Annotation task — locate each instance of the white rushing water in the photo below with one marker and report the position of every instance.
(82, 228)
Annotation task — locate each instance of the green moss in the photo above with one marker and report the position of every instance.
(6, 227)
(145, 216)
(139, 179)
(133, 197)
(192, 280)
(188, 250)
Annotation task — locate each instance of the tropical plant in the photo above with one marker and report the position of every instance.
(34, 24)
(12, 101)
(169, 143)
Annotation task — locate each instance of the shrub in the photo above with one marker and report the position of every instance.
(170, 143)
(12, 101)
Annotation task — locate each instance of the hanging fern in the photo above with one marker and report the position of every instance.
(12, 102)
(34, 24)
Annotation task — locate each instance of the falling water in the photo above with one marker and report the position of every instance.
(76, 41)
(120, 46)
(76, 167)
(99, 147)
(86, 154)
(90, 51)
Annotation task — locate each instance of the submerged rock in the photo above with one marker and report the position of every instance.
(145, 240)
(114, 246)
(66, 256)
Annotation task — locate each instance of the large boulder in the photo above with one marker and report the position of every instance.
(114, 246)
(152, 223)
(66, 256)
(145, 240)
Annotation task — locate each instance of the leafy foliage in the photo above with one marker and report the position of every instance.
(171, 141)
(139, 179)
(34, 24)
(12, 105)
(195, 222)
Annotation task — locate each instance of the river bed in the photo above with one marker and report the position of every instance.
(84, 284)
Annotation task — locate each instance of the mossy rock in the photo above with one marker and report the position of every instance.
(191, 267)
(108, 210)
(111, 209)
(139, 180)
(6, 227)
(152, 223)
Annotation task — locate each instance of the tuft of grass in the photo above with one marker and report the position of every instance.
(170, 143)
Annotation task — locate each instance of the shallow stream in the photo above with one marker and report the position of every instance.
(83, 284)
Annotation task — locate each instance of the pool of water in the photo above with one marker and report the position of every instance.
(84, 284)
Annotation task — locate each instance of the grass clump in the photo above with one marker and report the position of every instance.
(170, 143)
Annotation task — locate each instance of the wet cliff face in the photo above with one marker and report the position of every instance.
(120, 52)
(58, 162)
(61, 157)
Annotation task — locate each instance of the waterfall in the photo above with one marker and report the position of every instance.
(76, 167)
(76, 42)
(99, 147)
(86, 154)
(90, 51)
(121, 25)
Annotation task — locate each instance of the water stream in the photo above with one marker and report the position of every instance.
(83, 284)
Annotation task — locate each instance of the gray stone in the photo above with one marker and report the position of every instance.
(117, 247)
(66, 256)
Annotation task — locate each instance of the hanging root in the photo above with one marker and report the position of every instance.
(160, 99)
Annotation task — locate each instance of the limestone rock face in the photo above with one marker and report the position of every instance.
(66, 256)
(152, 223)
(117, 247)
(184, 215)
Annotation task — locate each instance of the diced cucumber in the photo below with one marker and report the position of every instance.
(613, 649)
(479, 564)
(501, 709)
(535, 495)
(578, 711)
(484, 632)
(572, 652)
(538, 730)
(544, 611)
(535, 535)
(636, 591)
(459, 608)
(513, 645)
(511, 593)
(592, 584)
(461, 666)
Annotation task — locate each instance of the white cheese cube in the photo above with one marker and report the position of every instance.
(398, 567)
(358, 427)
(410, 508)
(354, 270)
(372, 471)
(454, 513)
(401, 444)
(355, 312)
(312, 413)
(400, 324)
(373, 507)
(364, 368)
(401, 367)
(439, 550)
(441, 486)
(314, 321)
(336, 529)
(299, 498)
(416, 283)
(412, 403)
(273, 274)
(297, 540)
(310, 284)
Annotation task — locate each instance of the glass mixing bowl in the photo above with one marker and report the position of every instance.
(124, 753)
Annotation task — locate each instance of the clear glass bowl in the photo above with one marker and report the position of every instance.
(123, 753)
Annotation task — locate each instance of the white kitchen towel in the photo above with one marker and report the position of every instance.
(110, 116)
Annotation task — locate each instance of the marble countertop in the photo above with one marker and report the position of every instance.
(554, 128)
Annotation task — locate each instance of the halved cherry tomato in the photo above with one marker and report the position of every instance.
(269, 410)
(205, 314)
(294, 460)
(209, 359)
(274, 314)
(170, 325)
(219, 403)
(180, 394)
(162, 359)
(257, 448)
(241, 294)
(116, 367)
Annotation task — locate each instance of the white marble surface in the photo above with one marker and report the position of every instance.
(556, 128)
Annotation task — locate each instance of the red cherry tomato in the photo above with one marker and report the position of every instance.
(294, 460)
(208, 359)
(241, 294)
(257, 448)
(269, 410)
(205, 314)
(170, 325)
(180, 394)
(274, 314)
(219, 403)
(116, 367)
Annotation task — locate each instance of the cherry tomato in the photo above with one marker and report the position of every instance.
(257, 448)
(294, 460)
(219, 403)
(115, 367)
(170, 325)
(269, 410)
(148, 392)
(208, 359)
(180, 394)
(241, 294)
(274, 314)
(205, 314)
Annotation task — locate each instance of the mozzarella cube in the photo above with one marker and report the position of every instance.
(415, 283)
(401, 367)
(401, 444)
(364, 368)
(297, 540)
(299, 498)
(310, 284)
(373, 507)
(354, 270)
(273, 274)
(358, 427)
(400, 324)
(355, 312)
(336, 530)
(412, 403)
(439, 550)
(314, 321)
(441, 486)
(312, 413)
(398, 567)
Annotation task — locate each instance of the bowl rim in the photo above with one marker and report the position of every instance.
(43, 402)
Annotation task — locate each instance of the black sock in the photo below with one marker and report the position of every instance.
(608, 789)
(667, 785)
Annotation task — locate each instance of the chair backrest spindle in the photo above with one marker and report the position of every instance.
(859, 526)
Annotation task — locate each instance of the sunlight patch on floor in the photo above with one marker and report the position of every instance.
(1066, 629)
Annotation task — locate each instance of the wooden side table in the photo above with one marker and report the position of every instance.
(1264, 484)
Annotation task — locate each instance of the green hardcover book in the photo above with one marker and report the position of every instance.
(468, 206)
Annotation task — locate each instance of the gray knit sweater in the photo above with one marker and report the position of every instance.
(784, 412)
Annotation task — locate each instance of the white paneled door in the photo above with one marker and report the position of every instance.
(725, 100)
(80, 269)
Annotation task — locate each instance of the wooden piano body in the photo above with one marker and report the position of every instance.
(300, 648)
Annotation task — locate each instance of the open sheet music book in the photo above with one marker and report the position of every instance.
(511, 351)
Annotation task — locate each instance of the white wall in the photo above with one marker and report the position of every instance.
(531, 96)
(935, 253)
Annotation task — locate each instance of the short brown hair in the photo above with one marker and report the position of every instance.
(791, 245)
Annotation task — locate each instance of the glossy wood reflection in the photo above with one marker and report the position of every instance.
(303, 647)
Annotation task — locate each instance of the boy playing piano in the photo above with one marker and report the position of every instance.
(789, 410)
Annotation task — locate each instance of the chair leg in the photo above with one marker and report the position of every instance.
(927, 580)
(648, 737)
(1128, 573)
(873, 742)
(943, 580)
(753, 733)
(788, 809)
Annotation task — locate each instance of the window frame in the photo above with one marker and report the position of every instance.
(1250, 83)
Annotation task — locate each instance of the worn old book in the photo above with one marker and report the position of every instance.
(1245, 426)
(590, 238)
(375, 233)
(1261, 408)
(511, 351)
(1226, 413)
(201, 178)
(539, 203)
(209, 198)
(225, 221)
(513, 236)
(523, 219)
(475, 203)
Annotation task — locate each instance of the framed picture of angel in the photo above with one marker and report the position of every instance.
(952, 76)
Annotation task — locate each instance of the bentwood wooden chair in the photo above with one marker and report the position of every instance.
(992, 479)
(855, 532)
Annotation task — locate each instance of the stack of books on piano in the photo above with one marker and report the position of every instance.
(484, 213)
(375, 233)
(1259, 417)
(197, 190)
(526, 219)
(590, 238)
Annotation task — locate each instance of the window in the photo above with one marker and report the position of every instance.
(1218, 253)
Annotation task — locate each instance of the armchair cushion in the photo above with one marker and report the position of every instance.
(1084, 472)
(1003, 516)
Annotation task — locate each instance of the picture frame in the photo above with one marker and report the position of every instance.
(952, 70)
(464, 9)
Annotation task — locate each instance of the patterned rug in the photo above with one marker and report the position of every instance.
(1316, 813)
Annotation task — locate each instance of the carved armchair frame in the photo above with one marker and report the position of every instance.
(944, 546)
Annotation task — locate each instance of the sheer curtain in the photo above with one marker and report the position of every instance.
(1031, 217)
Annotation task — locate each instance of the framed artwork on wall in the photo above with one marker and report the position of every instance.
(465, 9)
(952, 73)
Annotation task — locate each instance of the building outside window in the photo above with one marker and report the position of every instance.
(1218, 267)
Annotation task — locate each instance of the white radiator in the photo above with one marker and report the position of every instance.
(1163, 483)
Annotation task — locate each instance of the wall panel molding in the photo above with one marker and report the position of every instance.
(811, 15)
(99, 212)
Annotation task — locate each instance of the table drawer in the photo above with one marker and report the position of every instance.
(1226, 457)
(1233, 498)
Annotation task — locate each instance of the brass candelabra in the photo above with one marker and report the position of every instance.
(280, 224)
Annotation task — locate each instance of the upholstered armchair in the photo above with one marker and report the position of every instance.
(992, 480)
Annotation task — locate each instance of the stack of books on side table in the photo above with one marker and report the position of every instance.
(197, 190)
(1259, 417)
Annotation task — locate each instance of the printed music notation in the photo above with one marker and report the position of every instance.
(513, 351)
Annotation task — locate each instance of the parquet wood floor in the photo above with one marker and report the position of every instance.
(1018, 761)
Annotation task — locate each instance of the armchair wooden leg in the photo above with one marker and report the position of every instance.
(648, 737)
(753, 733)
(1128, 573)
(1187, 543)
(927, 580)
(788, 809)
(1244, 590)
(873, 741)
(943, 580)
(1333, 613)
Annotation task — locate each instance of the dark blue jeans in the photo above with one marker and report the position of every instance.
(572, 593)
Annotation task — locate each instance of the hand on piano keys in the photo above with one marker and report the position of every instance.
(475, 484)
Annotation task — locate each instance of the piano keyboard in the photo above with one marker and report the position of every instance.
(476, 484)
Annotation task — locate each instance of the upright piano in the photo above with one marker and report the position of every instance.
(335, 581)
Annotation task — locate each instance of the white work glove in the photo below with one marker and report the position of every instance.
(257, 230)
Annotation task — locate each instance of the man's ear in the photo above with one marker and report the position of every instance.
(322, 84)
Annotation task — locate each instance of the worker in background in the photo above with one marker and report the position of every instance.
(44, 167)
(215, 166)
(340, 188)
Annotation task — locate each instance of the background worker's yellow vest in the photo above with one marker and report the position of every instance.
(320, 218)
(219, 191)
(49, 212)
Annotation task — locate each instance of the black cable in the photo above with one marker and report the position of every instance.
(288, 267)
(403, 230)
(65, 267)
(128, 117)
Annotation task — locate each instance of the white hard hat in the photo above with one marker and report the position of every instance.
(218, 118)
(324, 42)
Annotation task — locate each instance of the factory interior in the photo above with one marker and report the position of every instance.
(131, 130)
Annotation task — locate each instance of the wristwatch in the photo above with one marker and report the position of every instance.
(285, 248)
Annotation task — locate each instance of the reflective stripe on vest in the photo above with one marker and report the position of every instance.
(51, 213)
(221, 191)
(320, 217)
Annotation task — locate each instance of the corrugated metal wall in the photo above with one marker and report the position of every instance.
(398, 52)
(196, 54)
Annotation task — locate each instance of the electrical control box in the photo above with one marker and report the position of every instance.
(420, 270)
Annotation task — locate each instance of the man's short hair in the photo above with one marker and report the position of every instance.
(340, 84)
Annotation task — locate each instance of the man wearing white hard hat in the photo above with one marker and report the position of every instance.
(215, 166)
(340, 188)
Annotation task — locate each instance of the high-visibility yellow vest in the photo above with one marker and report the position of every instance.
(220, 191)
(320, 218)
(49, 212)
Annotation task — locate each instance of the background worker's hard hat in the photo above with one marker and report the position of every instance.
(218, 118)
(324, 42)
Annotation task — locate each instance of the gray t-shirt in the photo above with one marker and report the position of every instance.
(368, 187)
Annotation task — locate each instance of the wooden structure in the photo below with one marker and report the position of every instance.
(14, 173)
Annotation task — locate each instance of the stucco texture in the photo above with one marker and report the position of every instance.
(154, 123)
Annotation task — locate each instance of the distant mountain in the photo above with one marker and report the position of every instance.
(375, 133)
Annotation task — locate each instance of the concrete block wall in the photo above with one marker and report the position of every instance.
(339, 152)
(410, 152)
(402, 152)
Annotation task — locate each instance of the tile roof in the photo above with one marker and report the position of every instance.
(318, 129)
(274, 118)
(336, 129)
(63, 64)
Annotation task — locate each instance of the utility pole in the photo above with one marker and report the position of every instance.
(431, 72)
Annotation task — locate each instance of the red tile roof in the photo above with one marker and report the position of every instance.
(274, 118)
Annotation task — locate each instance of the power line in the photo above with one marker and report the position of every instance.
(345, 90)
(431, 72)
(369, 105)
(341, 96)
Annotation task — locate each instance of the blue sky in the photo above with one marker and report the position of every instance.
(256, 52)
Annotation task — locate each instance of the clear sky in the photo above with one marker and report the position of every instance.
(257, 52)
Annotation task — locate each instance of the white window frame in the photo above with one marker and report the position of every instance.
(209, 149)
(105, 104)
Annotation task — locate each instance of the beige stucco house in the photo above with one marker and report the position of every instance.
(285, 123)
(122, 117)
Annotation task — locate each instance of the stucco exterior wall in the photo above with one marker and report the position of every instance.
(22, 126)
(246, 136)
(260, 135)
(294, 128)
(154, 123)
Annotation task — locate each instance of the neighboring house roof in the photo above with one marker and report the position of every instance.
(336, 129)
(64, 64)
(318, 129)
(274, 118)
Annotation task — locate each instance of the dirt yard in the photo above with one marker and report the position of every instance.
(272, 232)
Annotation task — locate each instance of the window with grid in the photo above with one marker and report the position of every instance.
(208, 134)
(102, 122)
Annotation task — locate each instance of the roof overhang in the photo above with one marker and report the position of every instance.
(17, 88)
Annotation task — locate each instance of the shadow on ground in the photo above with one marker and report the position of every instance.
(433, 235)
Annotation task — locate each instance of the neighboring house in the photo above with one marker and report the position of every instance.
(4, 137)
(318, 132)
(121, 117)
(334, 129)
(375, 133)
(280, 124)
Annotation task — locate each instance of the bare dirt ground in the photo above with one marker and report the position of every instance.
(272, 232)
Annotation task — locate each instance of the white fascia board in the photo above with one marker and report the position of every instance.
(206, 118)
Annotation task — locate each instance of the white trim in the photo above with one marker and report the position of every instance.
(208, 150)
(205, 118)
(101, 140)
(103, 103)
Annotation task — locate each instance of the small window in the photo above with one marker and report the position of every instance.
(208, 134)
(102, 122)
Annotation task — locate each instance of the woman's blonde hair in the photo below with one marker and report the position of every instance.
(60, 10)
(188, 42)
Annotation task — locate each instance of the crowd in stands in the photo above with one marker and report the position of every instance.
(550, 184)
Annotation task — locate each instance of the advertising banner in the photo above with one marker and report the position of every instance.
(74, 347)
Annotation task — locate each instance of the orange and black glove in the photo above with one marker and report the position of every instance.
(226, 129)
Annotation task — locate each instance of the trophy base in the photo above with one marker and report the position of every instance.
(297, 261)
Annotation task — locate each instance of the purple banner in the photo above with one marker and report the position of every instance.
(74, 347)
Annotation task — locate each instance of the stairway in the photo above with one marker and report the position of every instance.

WHAT IS NEEDED: Convert the records starting at the line that contains "Annotation task — locate each instance of the upholstered" and ending at the line that contains "(1018, 761)" into a Markdown table with the columns Row and Line. Number each line in Row, and leave out any blank lines.

TASK SOLUTION:
| Row | Line |
|---|---|
| 1 | Annotation task — locate each instance of the upholstered armchair in the photo above with one marker and report the position of every instance. |
| 2 | (992, 480) |
| 3 | Annotation task — locate each instance of the stack of books on side table in the photo above with one marker and report the position of every instance. |
| 4 | (197, 190) |
| 5 | (1259, 417) |
| 6 | Annotation task — locate each instance of the printed music notation in the photo above with one marker and report the position of every instance. |
| 7 | (513, 351) |
| 8 | Annotation task — locate each instance of the parquet wood floor in the photo above with one marker and report the position of every instance. |
| 9 | (1018, 761) |